● **Task directions**
Tally the lines in the entries below that contain the word "eyelet". Reply with only the number.

----- Data entries -----

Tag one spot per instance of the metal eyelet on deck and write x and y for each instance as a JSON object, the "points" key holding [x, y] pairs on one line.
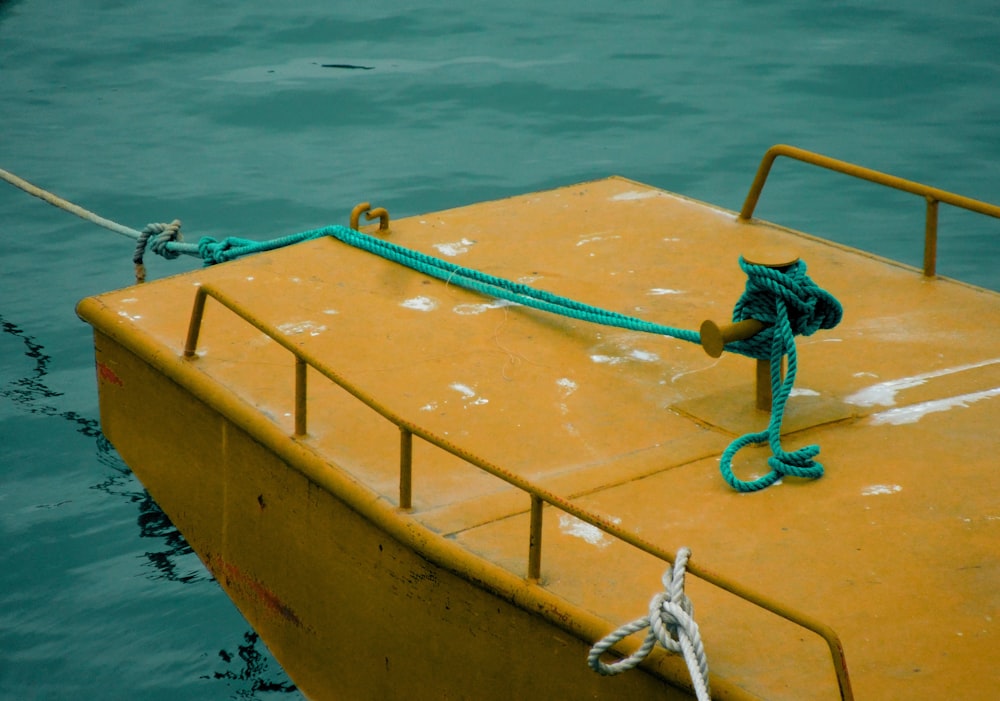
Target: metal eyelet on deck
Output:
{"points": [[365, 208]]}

-----
----- Data entries -----

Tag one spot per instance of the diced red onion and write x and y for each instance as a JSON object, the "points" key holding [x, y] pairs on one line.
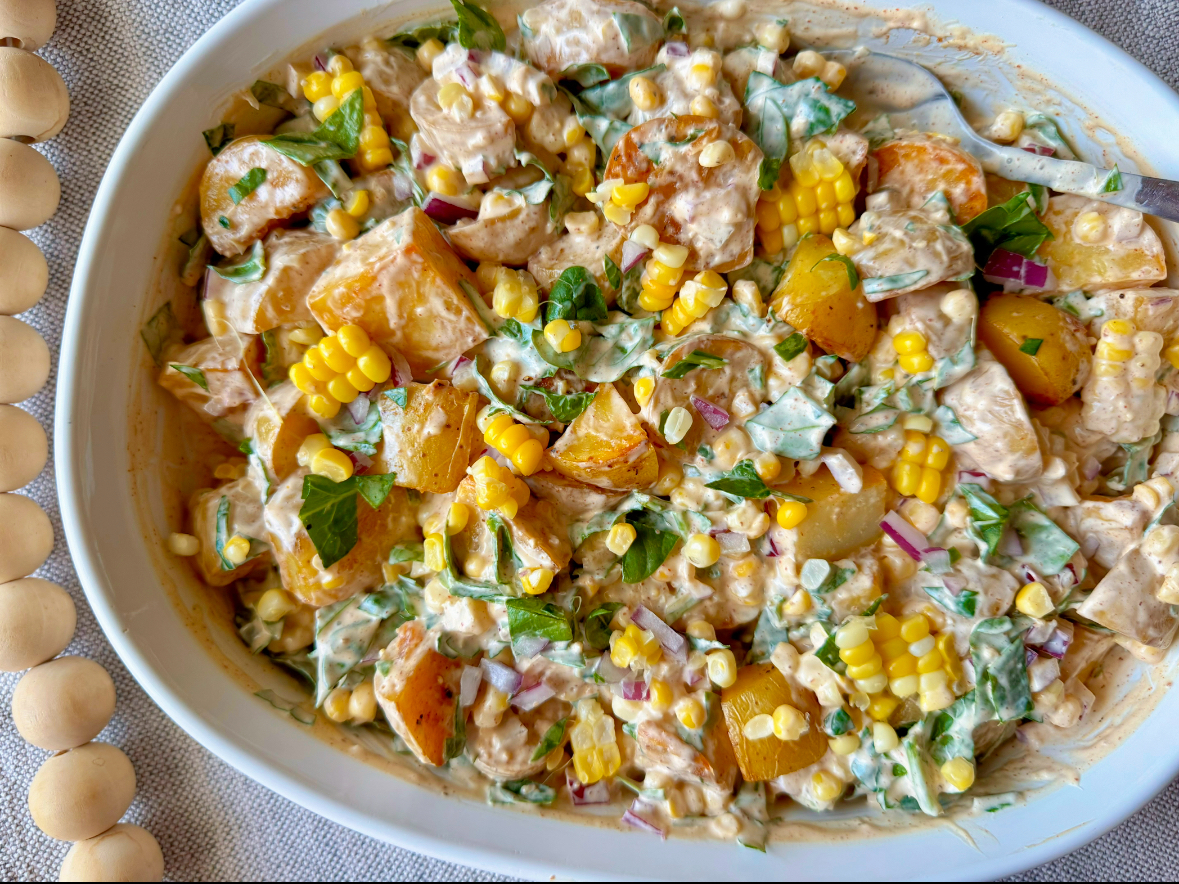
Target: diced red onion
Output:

-----
----- Data entries -----

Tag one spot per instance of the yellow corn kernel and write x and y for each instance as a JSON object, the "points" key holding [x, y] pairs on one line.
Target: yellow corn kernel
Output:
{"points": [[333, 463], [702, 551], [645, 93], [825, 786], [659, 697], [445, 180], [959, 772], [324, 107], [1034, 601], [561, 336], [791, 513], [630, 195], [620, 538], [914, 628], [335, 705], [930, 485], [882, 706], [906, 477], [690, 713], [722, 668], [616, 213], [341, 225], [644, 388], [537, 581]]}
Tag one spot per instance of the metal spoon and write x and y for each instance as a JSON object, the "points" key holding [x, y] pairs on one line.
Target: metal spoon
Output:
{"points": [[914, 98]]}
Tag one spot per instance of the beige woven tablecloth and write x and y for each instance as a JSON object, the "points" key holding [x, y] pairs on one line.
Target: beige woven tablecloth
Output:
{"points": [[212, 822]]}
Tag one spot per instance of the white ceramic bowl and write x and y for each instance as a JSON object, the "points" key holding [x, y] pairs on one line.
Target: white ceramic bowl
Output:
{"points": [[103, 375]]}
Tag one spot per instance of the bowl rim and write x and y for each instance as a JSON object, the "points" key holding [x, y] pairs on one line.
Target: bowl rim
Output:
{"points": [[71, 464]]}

-----

● **Output**
2